─── Data supplied ───

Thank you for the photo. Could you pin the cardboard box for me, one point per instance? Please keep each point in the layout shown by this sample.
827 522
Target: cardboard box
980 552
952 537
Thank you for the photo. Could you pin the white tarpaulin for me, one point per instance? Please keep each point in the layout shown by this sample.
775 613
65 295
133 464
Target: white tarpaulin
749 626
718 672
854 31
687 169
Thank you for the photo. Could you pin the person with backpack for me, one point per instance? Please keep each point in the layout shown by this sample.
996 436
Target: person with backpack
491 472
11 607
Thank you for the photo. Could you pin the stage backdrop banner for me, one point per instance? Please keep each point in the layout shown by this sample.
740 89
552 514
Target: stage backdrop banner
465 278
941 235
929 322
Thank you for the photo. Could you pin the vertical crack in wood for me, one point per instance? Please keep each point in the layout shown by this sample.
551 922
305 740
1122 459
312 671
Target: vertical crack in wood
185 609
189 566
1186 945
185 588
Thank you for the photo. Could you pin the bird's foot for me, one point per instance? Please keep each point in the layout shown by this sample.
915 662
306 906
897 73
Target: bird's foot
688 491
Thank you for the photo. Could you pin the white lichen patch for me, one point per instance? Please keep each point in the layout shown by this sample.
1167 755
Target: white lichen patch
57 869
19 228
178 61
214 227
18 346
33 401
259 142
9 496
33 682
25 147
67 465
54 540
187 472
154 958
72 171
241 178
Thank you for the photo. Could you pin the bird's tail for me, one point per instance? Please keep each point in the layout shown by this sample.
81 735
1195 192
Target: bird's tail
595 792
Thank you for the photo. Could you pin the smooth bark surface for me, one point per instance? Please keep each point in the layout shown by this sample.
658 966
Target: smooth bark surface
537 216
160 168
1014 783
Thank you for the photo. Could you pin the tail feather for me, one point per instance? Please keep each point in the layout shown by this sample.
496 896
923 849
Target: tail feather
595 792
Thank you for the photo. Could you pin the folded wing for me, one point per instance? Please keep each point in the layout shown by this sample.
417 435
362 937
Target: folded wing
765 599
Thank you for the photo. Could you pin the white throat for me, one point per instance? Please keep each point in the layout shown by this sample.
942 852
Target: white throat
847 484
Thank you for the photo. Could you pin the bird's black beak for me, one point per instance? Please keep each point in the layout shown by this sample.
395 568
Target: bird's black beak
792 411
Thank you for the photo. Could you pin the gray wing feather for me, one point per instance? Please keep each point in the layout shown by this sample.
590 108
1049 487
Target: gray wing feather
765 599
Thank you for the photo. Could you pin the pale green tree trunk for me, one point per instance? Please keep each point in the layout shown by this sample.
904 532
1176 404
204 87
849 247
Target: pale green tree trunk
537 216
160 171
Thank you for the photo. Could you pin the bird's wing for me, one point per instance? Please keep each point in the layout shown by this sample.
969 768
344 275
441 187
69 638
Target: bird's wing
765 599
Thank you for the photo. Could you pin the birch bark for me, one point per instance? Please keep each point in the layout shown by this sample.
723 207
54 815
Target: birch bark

───

**Aim:** Each line from the one containing "Thank you for the photo. Could you pin the bird's black" to the final line of the entries above must be returned exactly, and no other line may appear.

**Reply to the exercise:**
Thank you for the photo. Could you pin the bird's black beak for me, one point per instance? Please keep each point in the layout shown by this sample.
395 568
Target: bird's black beak
792 411
Thank you for the photo. Could you pin the gray wing feather for me, one point per instance? Please keep each point in the layout shown by this sample.
590 108
1049 487
Target: gray wing feather
765 599
Thank you for the photo. Could you pin the pale green tree trunk for me, one point per instance? Please keep each point in the layout shown by this sample.
904 532
1176 404
204 87
849 247
Target: pale green tree trunk
537 216
160 171
Thank you for the photo. Could you pin the bird's wing for me, one point per instance? Please keep each point in the layout shown by this sample.
969 768
344 275
441 187
69 638
Target: bird's wing
765 599
Thank you for the photo. Could you pin the birch bark for me, one point per instance? Please keep each point in the layout shown by this sample.
723 207
54 815
Target: birch bark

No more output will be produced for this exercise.